» **TASK DETAILS**
Transcribe the records below line by line, exactly as they read.

____

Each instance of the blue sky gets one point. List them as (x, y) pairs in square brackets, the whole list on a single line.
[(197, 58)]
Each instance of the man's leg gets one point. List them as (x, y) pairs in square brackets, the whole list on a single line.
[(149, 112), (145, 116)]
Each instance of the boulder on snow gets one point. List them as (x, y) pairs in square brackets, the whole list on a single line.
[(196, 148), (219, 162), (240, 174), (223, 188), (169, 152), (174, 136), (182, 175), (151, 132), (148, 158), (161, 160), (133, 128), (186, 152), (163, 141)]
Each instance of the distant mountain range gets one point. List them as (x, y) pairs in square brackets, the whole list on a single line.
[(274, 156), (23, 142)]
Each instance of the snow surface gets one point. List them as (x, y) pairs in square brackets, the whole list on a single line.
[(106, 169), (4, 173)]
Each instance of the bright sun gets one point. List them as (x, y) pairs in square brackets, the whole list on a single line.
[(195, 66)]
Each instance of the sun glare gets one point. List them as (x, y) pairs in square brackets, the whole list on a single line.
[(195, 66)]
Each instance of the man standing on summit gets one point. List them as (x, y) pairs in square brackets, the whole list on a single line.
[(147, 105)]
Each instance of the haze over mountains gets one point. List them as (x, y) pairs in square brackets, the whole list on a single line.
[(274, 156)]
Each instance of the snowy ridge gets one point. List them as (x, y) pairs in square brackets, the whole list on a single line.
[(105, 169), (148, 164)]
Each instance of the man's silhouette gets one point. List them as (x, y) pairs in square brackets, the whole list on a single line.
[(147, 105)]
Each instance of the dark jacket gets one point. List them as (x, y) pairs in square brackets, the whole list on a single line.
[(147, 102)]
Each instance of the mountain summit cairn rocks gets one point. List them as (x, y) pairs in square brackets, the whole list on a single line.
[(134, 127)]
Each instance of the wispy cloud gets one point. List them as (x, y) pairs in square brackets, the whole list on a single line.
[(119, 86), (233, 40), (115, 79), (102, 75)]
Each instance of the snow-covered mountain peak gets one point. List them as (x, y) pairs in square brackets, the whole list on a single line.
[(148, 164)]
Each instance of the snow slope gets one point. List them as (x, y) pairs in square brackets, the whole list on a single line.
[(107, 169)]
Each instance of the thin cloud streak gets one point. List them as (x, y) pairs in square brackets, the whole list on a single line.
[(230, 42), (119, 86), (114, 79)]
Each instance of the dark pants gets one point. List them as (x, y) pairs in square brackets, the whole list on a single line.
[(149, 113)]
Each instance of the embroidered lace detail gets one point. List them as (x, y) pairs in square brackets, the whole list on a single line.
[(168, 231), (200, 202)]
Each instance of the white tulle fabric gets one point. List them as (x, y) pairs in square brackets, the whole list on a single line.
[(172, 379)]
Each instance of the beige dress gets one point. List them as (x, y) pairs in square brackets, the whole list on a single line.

____

» **TASK RESPONSE**
Each instance of the blue sky gets one point. List them as (x, y) pairs in square brackets, the whole list on a single line.
[(197, 58)]
Each instance of the man's leg gets one point. List them as (x, y) pairs in square brackets, the whole list on a single line.
[(149, 112), (145, 116)]
Each instance of the boulder on snow gets one point. List them as (x, y) pairs in square brackets, the whole list on a single line.
[(196, 148), (219, 162), (240, 174), (223, 188), (169, 152), (174, 136), (182, 175), (151, 132), (148, 158), (161, 160), (133, 128), (186, 152), (163, 141)]
Each instance of the distant mountain range gets one point. List them as (x, y) pairs in square brackets, the whole list on a single line.
[(274, 156), (23, 142)]
Each instance of the snow surface gets one point. List them as (x, y) pairs in square brackets, the whole list on a single line.
[(106, 169), (4, 173)]
Each instance of the bright sun gets one point. List them as (x, y) pairs in square brackets, the whole list on a single line.
[(195, 66)]
Each instance of the sun glare gets one point. List them as (x, y) pairs in square brackets, the whole list on a single line.
[(195, 66)]
Each instance of the man standing on summit gets one point. List them as (x, y) pairs in square brackets, the whole list on a single line.
[(147, 105)]
Each instance of the haze over mountains gets one point. List them as (x, y) pairs in square brackets, the whole list on a single line.
[(274, 156)]
Each instance of the snowy ridge gets one point. List them as (x, y) pairs in square brackets, the whole list on a single line.
[(105, 169), (148, 164)]
Each instance of the man's silhouette gets one point. List them as (x, y) pairs in square brackets, the whole list on a single line.
[(147, 105)]
Each instance of the dark jacket gets one point. List them as (x, y) pairs in square brackets, the whole list on a single line.
[(147, 102)]
Each instance of the mountain summit cairn rocks gets one point. List them as (x, y) pairs in square brackets, the whole list on a single line.
[(134, 127)]
Each instance of the wispy cloud gets one point. List them as (x, y) pairs in square brackets, the whole list on a single line.
[(119, 86), (233, 40), (115, 79), (102, 75)]
Each instance of the snow-covered mountain peak gets one point. List them as (x, y) pairs in square brackets, the whole list on a single line.
[(148, 164)]
Each instance of the snow slope gets one point. List them as (x, y) pairs in square brackets, the whole list on a single line.
[(107, 169)]
Each instance of the thin cloud streak gets one point. List them as (x, y) pairs in square brackets, the whole list on a single line.
[(230, 42), (119, 86), (114, 79)]
Each instance of the dark pants gets one point. List them as (x, y) pairs in square brackets, the whole list on a single line.
[(149, 113)]
Each instance of the embroidered lace detail gets one point. List them as (x, y) pairs in square brackets, the whole list on a single line.
[(168, 231), (200, 202)]
Each instance of the white tulle fabric gets one point. List them as (x, y) pairs in square brackets, the whole list on a single line.
[(172, 379)]
Each instance of the beige dress gets one point. List them as (x, y) pairs in square brackets, the whole list on a single line.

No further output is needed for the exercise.